- Problem
An exact copy of all the data below is required.

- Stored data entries
#####

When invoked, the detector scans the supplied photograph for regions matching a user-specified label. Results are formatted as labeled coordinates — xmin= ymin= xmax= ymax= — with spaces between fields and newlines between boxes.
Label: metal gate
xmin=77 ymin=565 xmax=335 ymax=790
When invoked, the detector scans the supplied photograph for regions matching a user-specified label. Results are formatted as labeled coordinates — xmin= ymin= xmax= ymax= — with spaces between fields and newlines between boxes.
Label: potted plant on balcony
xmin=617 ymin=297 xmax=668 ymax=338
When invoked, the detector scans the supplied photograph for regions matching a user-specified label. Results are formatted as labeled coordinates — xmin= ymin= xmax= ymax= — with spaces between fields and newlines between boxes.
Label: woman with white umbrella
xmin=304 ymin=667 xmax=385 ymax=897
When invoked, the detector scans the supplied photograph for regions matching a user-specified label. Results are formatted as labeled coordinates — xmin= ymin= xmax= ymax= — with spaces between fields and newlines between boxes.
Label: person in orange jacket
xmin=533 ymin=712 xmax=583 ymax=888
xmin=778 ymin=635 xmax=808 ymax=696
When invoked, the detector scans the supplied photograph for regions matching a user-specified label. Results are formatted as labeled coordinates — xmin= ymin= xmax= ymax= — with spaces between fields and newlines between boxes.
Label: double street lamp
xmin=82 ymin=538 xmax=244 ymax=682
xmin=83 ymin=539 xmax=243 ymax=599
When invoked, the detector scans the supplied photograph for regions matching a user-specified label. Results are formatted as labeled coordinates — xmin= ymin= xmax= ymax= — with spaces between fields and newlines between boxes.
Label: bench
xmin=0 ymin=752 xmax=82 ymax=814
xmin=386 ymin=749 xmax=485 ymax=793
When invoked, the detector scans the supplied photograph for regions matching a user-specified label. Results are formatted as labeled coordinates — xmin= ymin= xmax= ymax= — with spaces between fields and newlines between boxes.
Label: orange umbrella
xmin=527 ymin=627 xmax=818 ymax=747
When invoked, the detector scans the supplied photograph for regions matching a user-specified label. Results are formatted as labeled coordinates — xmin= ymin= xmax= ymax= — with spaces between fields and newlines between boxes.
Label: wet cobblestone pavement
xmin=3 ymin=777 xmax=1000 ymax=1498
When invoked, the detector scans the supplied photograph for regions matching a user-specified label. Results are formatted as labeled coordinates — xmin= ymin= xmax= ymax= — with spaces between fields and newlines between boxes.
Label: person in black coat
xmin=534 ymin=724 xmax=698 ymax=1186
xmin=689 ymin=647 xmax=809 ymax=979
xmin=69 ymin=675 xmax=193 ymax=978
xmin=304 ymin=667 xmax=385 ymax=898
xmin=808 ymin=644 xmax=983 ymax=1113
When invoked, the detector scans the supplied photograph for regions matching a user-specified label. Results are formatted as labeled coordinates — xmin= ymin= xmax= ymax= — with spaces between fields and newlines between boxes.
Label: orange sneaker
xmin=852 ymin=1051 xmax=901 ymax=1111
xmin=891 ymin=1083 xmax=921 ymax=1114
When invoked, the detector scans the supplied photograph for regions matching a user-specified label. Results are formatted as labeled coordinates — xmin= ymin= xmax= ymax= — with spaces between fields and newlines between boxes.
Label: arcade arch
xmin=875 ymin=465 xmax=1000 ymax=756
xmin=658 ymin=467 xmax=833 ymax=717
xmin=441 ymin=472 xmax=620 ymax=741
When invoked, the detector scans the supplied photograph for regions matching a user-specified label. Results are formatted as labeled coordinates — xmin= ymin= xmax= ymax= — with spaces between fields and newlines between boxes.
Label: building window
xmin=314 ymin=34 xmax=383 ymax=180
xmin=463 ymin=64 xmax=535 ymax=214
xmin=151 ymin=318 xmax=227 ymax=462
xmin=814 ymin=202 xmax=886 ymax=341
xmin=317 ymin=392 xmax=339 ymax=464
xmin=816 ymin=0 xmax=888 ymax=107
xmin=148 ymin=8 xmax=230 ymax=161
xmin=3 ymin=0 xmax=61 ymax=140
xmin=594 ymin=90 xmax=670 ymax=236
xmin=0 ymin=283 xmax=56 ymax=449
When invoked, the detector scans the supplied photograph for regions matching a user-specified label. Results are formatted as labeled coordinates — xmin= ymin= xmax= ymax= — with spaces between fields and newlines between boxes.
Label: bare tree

#####

- Output below
When invoked, the detector scans the supplied photograph for regions matching a user-specified label. Results are formatted as labeled coordinates — xmin= ymin= xmax= ymax= — with spaces between fields and newlines between boxes.
Label: metal gate
xmin=77 ymin=565 xmax=335 ymax=790
When invoked, the detector scans the supplied photograph for regions matching a user-specified label. Results are formatted as labeled coordinates — xmin= ymin= xmax= ymax= — with spaces between fields and newlines between boxes.
Label: potted plant on balcony
xmin=617 ymin=297 xmax=668 ymax=338
When invoked, the detector scans the supplied photograph for regions matching a user-specified label. Results are formatted as labeled coordinates — xmin= ymin= xmax= ymax= — with spaces between fields and newlines between boxes.
Label: woman with white umbrella
xmin=304 ymin=667 xmax=385 ymax=897
When invoked, the detector scans the supplied photograph for regions matching a user-specified label. Results are formatted as labeled coordinates — xmin= ymin= xmax= ymax= — with spaces between fields and newlines between boxes.
Label: person in orange jacket
xmin=533 ymin=712 xmax=583 ymax=888
xmin=778 ymin=635 xmax=808 ymax=696
When invoked, the detector scans the supplied photograph for regions matching a user-specified label. Results are formatted as labeled coordinates — xmin= ymin= xmax= ymax= — with spaces between fields and newlines between boxes.
Label: double street lamp
xmin=82 ymin=538 xmax=244 ymax=682
xmin=83 ymin=539 xmax=243 ymax=599
When invoked, the detector scans the supplied photograph for regions matching a user-specified label. Results are formatted as labeled coordinates — xmin= ymin= xmax= ymax= — with spaces between fields and newlines between boxes.
Label: bench
xmin=0 ymin=752 xmax=82 ymax=814
xmin=386 ymin=749 xmax=485 ymax=793
When invoked, the detector scans the supplied photograph for regions matching a user-specified label. Results are formatted as labeled coordinates — xmin= ymin= xmax= ymax= — with spaces between fields and newlines between boxes.
Label: orange umbrella
xmin=527 ymin=627 xmax=818 ymax=747
When invoked, the detector scans the supplied photograph for regions matching a user-specified label. Results are formatted as labeled coordinates — xmin= ymin= xmax= ymax= — with spaces between fields and newlines between boxes.
Label: wet cobblestone pavement
xmin=3 ymin=777 xmax=1000 ymax=1498
When invoked, the detector scans the supplied photograph for regions matching a user-specified label. Results are formatted as labeled coordinates — xmin= ymin= xmax= ymax= — with spaces between fields and newlines between boxes.
Label: person in black coat
xmin=534 ymin=724 xmax=698 ymax=1186
xmin=689 ymin=647 xmax=809 ymax=979
xmin=69 ymin=675 xmax=193 ymax=978
xmin=304 ymin=667 xmax=385 ymax=898
xmin=808 ymin=644 xmax=983 ymax=1113
When invoked, the detector scans the supplied photograph for regions matching a user-specified label. Results are formatted as labeled coordinates — xmin= ymin= xmax= ymax= — with spaces between fields and newlines between boxes.
Label: orange sneaker
xmin=852 ymin=1051 xmax=901 ymax=1111
xmin=891 ymin=1083 xmax=921 ymax=1114
When invoked, the detector scans the supplied photograph for regions matching a user-specified label. Results are formatted as labeled coordinates — xmin= ymin= xmax= ymax= — with spaces between fields and newlines between boxes.
Label: arcade arch
xmin=875 ymin=465 xmax=1000 ymax=756
xmin=658 ymin=467 xmax=833 ymax=717
xmin=441 ymin=472 xmax=620 ymax=741
When invoked, the detector scans the supplied photograph for regions matching a user-specified label. Results are formatted as labeled coordinates — xmin= ymin= xmax= ymax= — with spaces between fields and newlines between boxes.
Label: building window
xmin=314 ymin=34 xmax=383 ymax=180
xmin=463 ymin=64 xmax=535 ymax=214
xmin=151 ymin=318 xmax=227 ymax=462
xmin=814 ymin=202 xmax=886 ymax=341
xmin=317 ymin=392 xmax=339 ymax=464
xmin=816 ymin=0 xmax=888 ymax=107
xmin=148 ymin=8 xmax=230 ymax=161
xmin=3 ymin=0 xmax=61 ymax=140
xmin=594 ymin=90 xmax=670 ymax=236
xmin=0 ymin=283 xmax=56 ymax=449
When invoked, the detector scans the supplied photograph for regions matching a user-specified label. Results are formatted as labeled coordinates — xmin= ymin= xmax= ymax= — with spaces between fields and newlines between boxes.
Label: bare tree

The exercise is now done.